Task statement ▸ Extract every line below that contains the word "person". Matches must have the same capitalization.

BEGIN Data for this task

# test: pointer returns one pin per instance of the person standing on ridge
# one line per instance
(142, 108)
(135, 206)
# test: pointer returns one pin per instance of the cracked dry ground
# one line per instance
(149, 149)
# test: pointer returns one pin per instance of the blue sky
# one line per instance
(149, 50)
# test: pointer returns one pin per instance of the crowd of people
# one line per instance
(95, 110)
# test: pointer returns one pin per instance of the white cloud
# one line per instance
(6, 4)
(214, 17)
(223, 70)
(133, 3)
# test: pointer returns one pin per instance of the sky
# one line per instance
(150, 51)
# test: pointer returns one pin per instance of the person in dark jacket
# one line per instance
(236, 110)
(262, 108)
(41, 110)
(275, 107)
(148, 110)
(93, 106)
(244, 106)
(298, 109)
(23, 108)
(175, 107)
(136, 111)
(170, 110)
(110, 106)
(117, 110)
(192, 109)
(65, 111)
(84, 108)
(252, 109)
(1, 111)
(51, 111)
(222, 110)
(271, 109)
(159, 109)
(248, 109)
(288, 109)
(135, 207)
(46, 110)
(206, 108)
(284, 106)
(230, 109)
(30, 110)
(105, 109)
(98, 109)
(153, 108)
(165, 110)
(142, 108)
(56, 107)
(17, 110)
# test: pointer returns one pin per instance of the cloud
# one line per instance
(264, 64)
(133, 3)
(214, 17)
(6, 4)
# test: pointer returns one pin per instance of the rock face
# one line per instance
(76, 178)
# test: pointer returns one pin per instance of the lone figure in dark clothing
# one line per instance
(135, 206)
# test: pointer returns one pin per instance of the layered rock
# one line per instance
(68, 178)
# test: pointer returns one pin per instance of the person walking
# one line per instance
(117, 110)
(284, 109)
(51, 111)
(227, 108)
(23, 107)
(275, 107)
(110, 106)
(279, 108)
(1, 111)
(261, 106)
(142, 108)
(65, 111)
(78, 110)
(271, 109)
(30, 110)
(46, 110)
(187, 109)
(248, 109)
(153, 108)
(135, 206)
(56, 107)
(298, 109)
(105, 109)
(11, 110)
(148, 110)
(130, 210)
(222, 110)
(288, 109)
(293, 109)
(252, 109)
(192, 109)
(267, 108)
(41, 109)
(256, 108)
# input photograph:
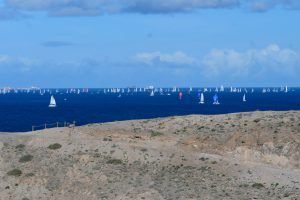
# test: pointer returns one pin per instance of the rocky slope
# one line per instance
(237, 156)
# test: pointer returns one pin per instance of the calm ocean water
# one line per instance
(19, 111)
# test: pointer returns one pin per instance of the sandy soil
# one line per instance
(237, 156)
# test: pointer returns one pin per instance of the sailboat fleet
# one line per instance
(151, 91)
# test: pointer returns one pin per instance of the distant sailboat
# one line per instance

END Data for this task
BEGIN Data for this task

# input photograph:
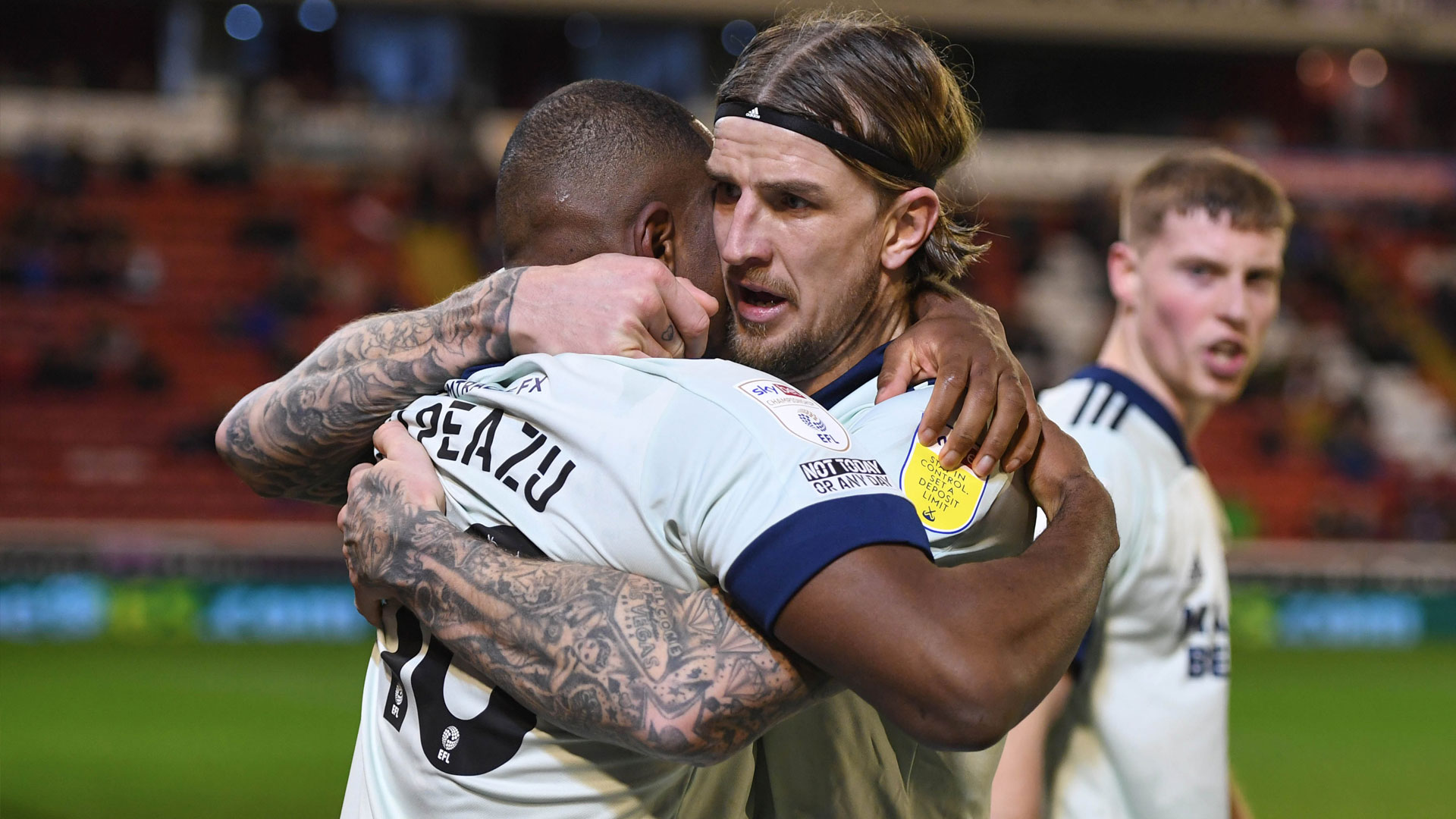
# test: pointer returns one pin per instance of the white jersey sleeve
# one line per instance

END Data for this task

Correct output ▸
# test: pointer returns one pin per instance of the person standing on ridge
# test: pointer returns one pin per instance of the person in dark jacket
# test: pointer returns one pin per instance of the person walking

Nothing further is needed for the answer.